Given passage:
================================

I actually wish “rewrite in Rust” was a more significant target in the Rust space. Acknowledging that while Rust is not great for prototyping, the correctness/performance advantages it provides justifies a rewrite for the long-term maintenance of software—provided that the tools exist to ease that migration.
josephg|2 months ago
I've taken to using typescript for prototyping - since its fast (enough), and its trivial to run both on the server (via bun) or in a browser. The type system is similar enough to rust that swapping back and forth is pretty easy. And there's a great package ecosystem.
I'll get something working, iterate on the design, maybe go through a few rewrites and when I'm happy enough with the network protocol / UI / data layout, pull out rust, port everything across and optimize.
Its easier than you think to port code like this. Our intuition is all messed up when it comes to moving code between languages because we look at a big project and think of how long it took to write that in the first place. But rewriting code from imperative language A to B is a relatively mechanical process. Its much faster than you think. I'm surprised it doesn't happen more often.
theshrike79|2 months ago
With Python I can easily iterate on solutions, observe them as they change, use the REPL to debug things and in general just write bad code just to get it working. I do try to add type annotations etc and not go full "yolo Javascript everything is an object" -style :)
But in the end running Python code on someone else's computer is a pain in the ass, so when I'm done I usually use an LLM to rewrite the whole thing in Go, which in most cases gives me a nice speedup and more importantly I get a single executable I can just copy around and run.
In a few cases the solution requires a Python library that doesn't have a Go equivalent I just stick with the Python one and shove it in a container or something for distribution.

================================

Source material:
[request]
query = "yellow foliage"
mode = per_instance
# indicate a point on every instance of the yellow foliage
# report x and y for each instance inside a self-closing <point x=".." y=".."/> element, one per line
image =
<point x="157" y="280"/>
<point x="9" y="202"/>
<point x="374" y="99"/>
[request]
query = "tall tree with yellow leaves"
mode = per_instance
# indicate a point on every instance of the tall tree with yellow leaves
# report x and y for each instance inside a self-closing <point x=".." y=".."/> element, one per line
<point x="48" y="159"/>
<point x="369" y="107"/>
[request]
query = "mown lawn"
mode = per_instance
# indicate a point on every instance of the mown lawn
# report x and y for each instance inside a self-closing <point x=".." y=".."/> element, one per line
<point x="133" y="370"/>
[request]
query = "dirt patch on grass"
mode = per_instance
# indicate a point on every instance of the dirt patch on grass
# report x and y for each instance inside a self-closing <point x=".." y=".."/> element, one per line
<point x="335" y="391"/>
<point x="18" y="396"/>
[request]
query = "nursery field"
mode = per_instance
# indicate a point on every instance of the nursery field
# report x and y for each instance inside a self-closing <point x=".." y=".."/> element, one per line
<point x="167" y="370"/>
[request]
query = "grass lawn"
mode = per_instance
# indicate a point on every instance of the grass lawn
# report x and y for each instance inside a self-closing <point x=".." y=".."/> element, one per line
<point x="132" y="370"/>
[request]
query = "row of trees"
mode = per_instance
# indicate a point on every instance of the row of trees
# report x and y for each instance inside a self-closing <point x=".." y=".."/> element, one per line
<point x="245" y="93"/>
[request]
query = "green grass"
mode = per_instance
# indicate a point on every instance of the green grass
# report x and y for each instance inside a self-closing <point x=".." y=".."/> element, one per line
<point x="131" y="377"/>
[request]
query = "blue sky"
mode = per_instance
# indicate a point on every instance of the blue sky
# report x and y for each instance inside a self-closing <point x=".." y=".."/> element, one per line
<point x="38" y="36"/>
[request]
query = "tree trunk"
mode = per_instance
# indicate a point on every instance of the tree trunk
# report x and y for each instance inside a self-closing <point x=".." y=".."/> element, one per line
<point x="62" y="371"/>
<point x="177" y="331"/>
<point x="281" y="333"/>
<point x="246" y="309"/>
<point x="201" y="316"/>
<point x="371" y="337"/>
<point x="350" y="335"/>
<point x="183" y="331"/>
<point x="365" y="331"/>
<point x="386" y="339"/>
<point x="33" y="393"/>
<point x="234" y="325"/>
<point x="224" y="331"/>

================================

What you should do:
Repeat the part of the prototyping discussion that opens with the words containing "josephg|2 months ago" and closes with "great package ecosystem.". The data has nothing to do with the prototyping discussion above.

Result of this exercise:
josephg|2 months ago
I've taken to using typescript for prototyping - since its fast (enough), and its trivial to run both on the server (via bun) or in a browser. The type system is similar enough to rust that swapping back and forth is pretty easy. And there's a great package ecosystem.